═══ TEXT BLOCK

Page 523 - Accounting Principles (A Business Perspective)
P. 523

13. Corporations: Paid-in capital, retained earnings, dividends, and treasury stock

            *This label is not the exact account title but is representative of the descriptions used on balance sheets. The
          exact account title could be used, but shorter descriptions are often shown.
            In their highly condensed, published balance sheets, companies often omit the details regarding the sources of

          the paid-in capital in excess of par or stated value and replace them by a single item, such as:
            Paid-in capital in excess of par (or stated) value USD 50,000
            Dividends  are distributions of earnings by a corporation to its stockholders. Usually the corporation pays
          dividends in cash, but it may distribute additional shares of the corporation's own capital stock as dividends.
          Occasionally, a company pays dividends in merchandise or other assets. Since dividends are the means whereby the
          owners of a corporation share in its earnings, accountants charge them against retained earnings.
            Before dividends can be paid,  the board of directors must declare them so they can be recorded in the

          corporation's minutes book. Three dividend dates are significant:
               • Date of declaration. The date of declaration indicates when the board of directors approved a motion
              declaring that dividends should be paid. The board action creates the liability for dividends payable (or stock
              dividends distributable for stock dividends).
               • Date of record. The board of directors establishes the date of record; it determines which stockholders
              receive dividends. The corporation's records (the stockholders' ledger) determine its stockholders as of the
              date of record.

══════

Please reproduce the accounting passage above word for word, between "In their highly" and "against retained earnings.", inclusive.

═══ DATA BLOCK

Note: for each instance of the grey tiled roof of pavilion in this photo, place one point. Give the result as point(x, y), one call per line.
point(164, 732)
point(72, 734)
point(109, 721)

══════

- **COMPLETE ANSWER**
In their highly condensed, published balance sheets, companies often omit the details regarding the sources of

          the paid-in capital in excess of par or stated value and replace them by a single item, such as:
            Paid-in capital in excess of par (or stated) value USD 50,000
            Dividends  are distributions of earnings by a corporation to its stockholders. Usually the corporation pays
          dividends in cash, but it may distribute additional shares of the corporation's own capital stock as dividends.
          Occasionally, a company pays dividends in merchandise or other assets. Since dividends are the means whereby the
          owners of a corporation share in its earnings, accountants charge them against retained earnings.